Excerpt:
★ ★ ★ ★ ★ ★ ★

Lois K. Geller, of New York’s Mason & Geller Direct Marketing agency, suggests these ways to spark your customer acquisition out of the doldrums:
If you let the units of a campaign look the same too long, you risk cueing your customers to toss your mailing pieces in the round file, Geller says. She quotes Greg Harpur of the $50 million Appleseed clothing catalog, who advises that marketers have to understand the ramifications— which are not good—of mailing the same offer to the same people over and over again.
Become your own customer, Geller advises. Make sure that your creative is customer-oriented. Do your photos and illustrations show real–looking people using your product? Are you using high-protein callouts or captions to show how your product functions?
Make certain that your offer genuinely adds value for your customer. Recently, Geller recalls, “I had a client who was selling a $50 product with an offer of a $5 gift certificate.” But what can you buy these days for $5? I also received a mailing with a certificate worth $25 off any purchase I made during December. “Now that’s irresistible!” she remarks.
Your order form should serve as a stand-alone advertisement. Your order form, she says, should be involving—perhaps carrying a peel-off sticker—easy to use, and designed with enough space for customers to enter their full names, addresses, and credit-card numbers, along with their e-mail addresses and phone numbers.
Test free shipping and handling. Also, Geller advises, never make the customer calculate sales taxes.
Call your own toll-free phone number to make sure that your inbound-telemarketing operators are pleasant and helpful to speak with— and that they are fully informed about your product and its benefits.
Order your own merchandise— and see whether your packaging encourages you to order from your company again. Use bounce-back offers or special discounts in your fulfillment materials, Geller urges.

★ ★ ★ ★ ★ ★ ★

Saved data entries:
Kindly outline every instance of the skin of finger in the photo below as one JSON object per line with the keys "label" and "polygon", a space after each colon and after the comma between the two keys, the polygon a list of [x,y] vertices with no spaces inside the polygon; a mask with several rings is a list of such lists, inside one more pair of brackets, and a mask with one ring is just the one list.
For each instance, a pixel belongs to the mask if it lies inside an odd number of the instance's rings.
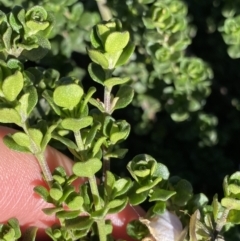
{"label": "skin of finger", "polygon": [[[23,231],[29,226],[37,226],[39,228],[38,237],[42,239],[43,230],[56,223],[56,219],[41,211],[52,205],[46,203],[33,191],[37,185],[47,187],[35,157],[31,154],[12,151],[3,143],[3,137],[13,132],[15,130],[0,127],[0,223],[16,217]],[[66,172],[71,174],[73,162],[69,158],[50,147],[47,148],[45,156],[50,170],[63,166]],[[83,181],[83,179],[79,179],[75,185],[79,185]],[[122,212],[108,217],[112,220],[115,238],[127,238],[126,223],[137,219],[139,213],[143,215],[144,211],[141,208],[136,211],[133,207],[128,206]],[[45,238],[44,240],[46,240]],[[130,240],[129,237],[128,240]]]}

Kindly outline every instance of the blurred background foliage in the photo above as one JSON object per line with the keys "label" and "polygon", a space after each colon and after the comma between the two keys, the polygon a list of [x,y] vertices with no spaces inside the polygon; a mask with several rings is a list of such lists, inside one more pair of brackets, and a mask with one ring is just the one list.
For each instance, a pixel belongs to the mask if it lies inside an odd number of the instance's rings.
{"label": "blurred background foliage", "polygon": [[[115,114],[132,132],[123,143],[129,152],[113,163],[113,171],[127,175],[126,163],[148,153],[171,175],[189,180],[195,193],[210,200],[215,193],[221,196],[223,177],[240,166],[240,1],[107,3],[136,45],[130,63],[115,73],[131,77],[135,98]],[[39,65],[82,79],[86,89],[93,85],[86,47],[90,29],[101,20],[96,1],[2,0],[0,9],[8,13],[13,5],[41,5],[55,15],[52,50]],[[46,71],[45,84],[57,75]],[[96,96],[102,93],[99,89]]]}

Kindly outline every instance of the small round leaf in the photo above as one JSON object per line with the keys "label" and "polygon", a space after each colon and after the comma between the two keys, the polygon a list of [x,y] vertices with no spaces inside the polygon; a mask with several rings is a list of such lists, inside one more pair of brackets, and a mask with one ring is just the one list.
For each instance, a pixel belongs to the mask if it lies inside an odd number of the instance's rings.
{"label": "small round leaf", "polygon": [[83,96],[83,89],[77,84],[58,86],[53,92],[53,100],[56,105],[72,109]]}
{"label": "small round leaf", "polygon": [[108,53],[116,53],[125,48],[129,41],[129,32],[113,32],[105,41],[105,50]]}
{"label": "small round leaf", "polygon": [[73,173],[79,177],[92,177],[102,167],[98,158],[91,158],[86,162],[77,162],[73,165]]}
{"label": "small round leaf", "polygon": [[2,91],[5,98],[9,101],[14,101],[23,88],[23,75],[20,71],[8,76],[2,85]]}

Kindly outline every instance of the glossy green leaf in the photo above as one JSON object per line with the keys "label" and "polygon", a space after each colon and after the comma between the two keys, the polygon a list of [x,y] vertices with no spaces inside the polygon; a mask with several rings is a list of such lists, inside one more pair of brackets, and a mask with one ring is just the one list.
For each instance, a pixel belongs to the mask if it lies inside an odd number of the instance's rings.
{"label": "glossy green leaf", "polygon": [[83,205],[83,197],[72,193],[68,196],[66,200],[66,204],[68,205],[69,209],[71,210],[80,210]]}
{"label": "glossy green leaf", "polygon": [[111,112],[117,109],[125,108],[132,102],[133,96],[134,91],[130,86],[121,86],[115,98],[113,99]]}
{"label": "glossy green leaf", "polygon": [[50,127],[48,127],[43,139],[42,139],[42,143],[41,143],[41,148],[42,150],[45,150],[47,144],[49,143],[49,141],[52,138],[52,132],[58,127],[59,125],[59,121],[53,125],[51,125]]}
{"label": "glossy green leaf", "polygon": [[178,206],[184,206],[192,197],[192,185],[185,179],[181,179],[175,186],[176,195],[173,201]]}
{"label": "glossy green leaf", "polygon": [[221,204],[229,210],[240,210],[240,200],[234,198],[225,197],[221,200]]}
{"label": "glossy green leaf", "polygon": [[155,177],[160,176],[164,180],[167,180],[169,178],[169,175],[170,175],[170,173],[169,173],[168,168],[162,163],[157,163],[153,176],[155,176]]}
{"label": "glossy green leaf", "polygon": [[21,118],[16,110],[10,108],[2,108],[0,109],[0,122],[15,123],[20,126]]}
{"label": "glossy green leaf", "polygon": [[19,226],[19,222],[16,218],[10,218],[8,220],[8,224],[13,228],[14,230],[14,238],[19,239],[21,237],[21,230]]}
{"label": "glossy green leaf", "polygon": [[146,182],[146,183],[141,183],[142,186],[136,190],[136,193],[141,193],[141,192],[148,191],[148,190],[152,189],[153,187],[155,187],[161,181],[162,181],[162,178],[161,177],[157,177],[153,181]]}
{"label": "glossy green leaf", "polygon": [[99,39],[101,39],[102,44],[104,44],[106,37],[110,33],[110,28],[108,28],[105,24],[98,24],[96,26],[96,32]]}
{"label": "glossy green leaf", "polygon": [[143,203],[147,199],[148,193],[149,193],[148,191],[136,193],[135,189],[134,190],[130,189],[130,192],[128,194],[129,203],[133,206]]}
{"label": "glossy green leaf", "polygon": [[102,167],[98,158],[91,158],[85,162],[77,162],[73,165],[73,173],[78,177],[92,177]]}
{"label": "glossy green leaf", "polygon": [[9,101],[16,100],[23,88],[23,75],[20,71],[7,77],[2,84],[2,91],[5,98]]}
{"label": "glossy green leaf", "polygon": [[102,45],[101,40],[97,34],[96,28],[93,28],[90,33],[90,41],[94,48],[99,48]]}
{"label": "glossy green leaf", "polygon": [[236,184],[229,184],[228,189],[233,194],[240,194],[240,186]]}
{"label": "glossy green leaf", "polygon": [[111,133],[110,141],[113,145],[115,145],[116,143],[126,140],[129,133],[130,133],[130,125],[126,123],[126,125],[122,128],[122,130],[120,130],[119,132]]}
{"label": "glossy green leaf", "polygon": [[70,139],[57,135],[57,134],[52,134],[52,138],[55,140],[60,141],[61,143],[63,143],[64,145],[66,145],[67,147],[71,148],[71,149],[77,149],[77,145]]}
{"label": "glossy green leaf", "polygon": [[118,197],[126,193],[132,187],[132,181],[130,178],[120,178],[115,181],[113,186],[112,196]]}
{"label": "glossy green leaf", "polygon": [[58,183],[54,183],[50,188],[49,195],[54,200],[58,201],[63,196],[62,187]]}
{"label": "glossy green leaf", "polygon": [[77,84],[58,86],[53,92],[56,105],[67,109],[75,107],[83,96],[83,89]]}
{"label": "glossy green leaf", "polygon": [[16,132],[14,134],[11,135],[12,139],[20,146],[24,146],[27,148],[31,147],[31,142],[30,139],[28,137],[28,135],[26,135],[23,132]]}
{"label": "glossy green leaf", "polygon": [[78,217],[80,214],[80,210],[77,210],[77,211],[59,211],[56,213],[56,216],[58,218],[64,218],[64,219],[73,219],[73,218],[76,218]]}
{"label": "glossy green leaf", "polygon": [[119,158],[119,159],[122,159],[122,158],[125,157],[127,152],[128,152],[128,149],[121,148],[121,149],[117,149],[115,151],[108,152],[104,156],[106,158]]}
{"label": "glossy green leaf", "polygon": [[18,152],[27,152],[27,153],[31,153],[29,147],[24,147],[24,146],[21,146],[19,144],[17,144],[13,138],[11,136],[5,136],[3,138],[3,142],[4,144],[10,148],[11,150],[14,150],[14,151],[18,151]]}
{"label": "glossy green leaf", "polygon": [[100,102],[98,99],[94,99],[94,98],[91,98],[89,100],[89,103],[93,106],[95,106],[98,110],[100,110],[101,112],[105,112],[105,108],[104,108],[104,105],[102,102]]}
{"label": "glossy green leaf", "polygon": [[[42,142],[42,138],[43,138],[42,132],[35,128],[29,128],[28,133],[29,133],[30,138],[37,145],[34,148],[38,148],[40,151],[41,150],[41,142]],[[34,151],[34,153],[37,152],[37,150],[33,150],[33,151]]]}
{"label": "glossy green leaf", "polygon": [[108,69],[109,63],[103,53],[101,53],[98,50],[94,50],[94,49],[88,49],[87,51],[88,51],[88,55],[89,55],[90,59],[94,63],[101,65],[103,67],[103,69]]}
{"label": "glossy green leaf", "polygon": [[94,147],[93,147],[93,150],[92,150],[92,155],[93,155],[93,156],[95,156],[95,155],[99,152],[102,144],[106,141],[106,139],[107,139],[107,138],[106,138],[105,136],[103,136],[103,137],[100,137],[100,138],[97,140],[97,142],[95,143],[95,145],[94,145]]}
{"label": "glossy green leaf", "polygon": [[25,94],[23,94],[19,99],[19,102],[20,106],[17,108],[17,110],[19,113],[21,113],[22,118],[25,117],[23,120],[26,120],[38,102],[38,94],[36,88],[29,86],[26,89]]}
{"label": "glossy green leaf", "polygon": [[8,27],[7,30],[2,35],[2,41],[5,45],[6,50],[11,49],[11,37],[12,37],[12,28]]}
{"label": "glossy green leaf", "polygon": [[58,207],[58,208],[43,208],[42,209],[42,211],[45,213],[45,214],[47,214],[47,215],[49,215],[49,216],[51,216],[51,215],[53,215],[53,214],[56,214],[57,212],[59,212],[59,211],[62,211],[63,210],[63,208],[62,207]]}
{"label": "glossy green leaf", "polygon": [[124,64],[126,64],[131,55],[133,54],[135,50],[135,46],[133,43],[129,42],[128,45],[124,48],[123,52],[121,53],[120,57],[118,58],[118,61],[116,63],[116,67],[122,66]]}
{"label": "glossy green leaf", "polygon": [[119,213],[121,212],[128,204],[128,198],[125,197],[123,199],[115,199],[108,203],[107,208],[108,213]]}
{"label": "glossy green leaf", "polygon": [[106,189],[106,194],[107,194],[107,198],[111,197],[112,195],[112,191],[113,191],[113,185],[115,183],[115,176],[110,172],[110,171],[106,171],[106,177],[105,177],[105,189]]}
{"label": "glossy green leaf", "polygon": [[73,132],[77,132],[83,128],[90,126],[93,122],[93,118],[91,116],[82,117],[79,119],[76,118],[65,118],[61,125],[64,129],[71,130]]}
{"label": "glossy green leaf", "polygon": [[45,91],[43,91],[42,96],[47,100],[47,102],[52,107],[52,109],[55,111],[55,113],[57,115],[60,115],[61,110],[60,110],[59,106],[57,106],[53,101],[53,92],[49,91],[49,90],[45,90]]}
{"label": "glossy green leaf", "polygon": [[93,124],[93,126],[91,127],[90,131],[88,132],[87,137],[84,142],[84,144],[86,146],[90,145],[93,142],[93,140],[97,134],[97,131],[100,129],[100,127],[101,127],[101,124],[99,122]]}
{"label": "glossy green leaf", "polygon": [[35,241],[37,236],[37,227],[28,227],[21,238],[22,241]]}
{"label": "glossy green leaf", "polygon": [[106,73],[103,68],[95,63],[90,63],[88,65],[88,72],[90,77],[97,83],[104,85],[106,79]]}
{"label": "glossy green leaf", "polygon": [[153,206],[153,212],[155,214],[161,215],[166,211],[166,202],[158,201]]}
{"label": "glossy green leaf", "polygon": [[240,224],[240,210],[230,210],[227,216],[227,222]]}
{"label": "glossy green leaf", "polygon": [[104,43],[104,48],[106,52],[116,53],[124,49],[129,42],[129,32],[113,32],[110,33]]}
{"label": "glossy green leaf", "polygon": [[167,201],[173,195],[175,195],[175,191],[169,191],[164,189],[154,189],[149,201]]}
{"label": "glossy green leaf", "polygon": [[66,220],[66,227],[69,229],[84,230],[89,229],[94,220],[90,217],[76,217],[74,219]]}
{"label": "glossy green leaf", "polygon": [[127,83],[130,80],[129,77],[119,78],[119,77],[112,77],[104,81],[104,85],[108,88],[112,88],[115,85],[122,85]]}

★ ★ ★ ★ ★ ★ ★

What you are asked to do: Output the part of the direct-marketing tips between "Lois K. Geller, of" and "your product functions?", inclusive. None of the rows are needed.

Result of this exercise:
Lois K. Geller, of New York’s Mason & Geller Direct Marketing agency, suggests these ways to spark your customer acquisition out of the doldrums:
If you let the units of a campaign look the same too long, you risk cueing your customers to toss your mailing pieces in the round file, Geller says. She quotes Greg Harpur of the $50 million Appleseed clothing catalog, who advises that marketers have to understand the ramifications— which are not good—of mailing the same offer to the same people over and over again.
Become your own customer, Geller advises. Make sure that your creative is customer-oriented. Do your photos and illustrations show real–looking people using your product? Are you using high-protein callouts or captions to show how your product functions?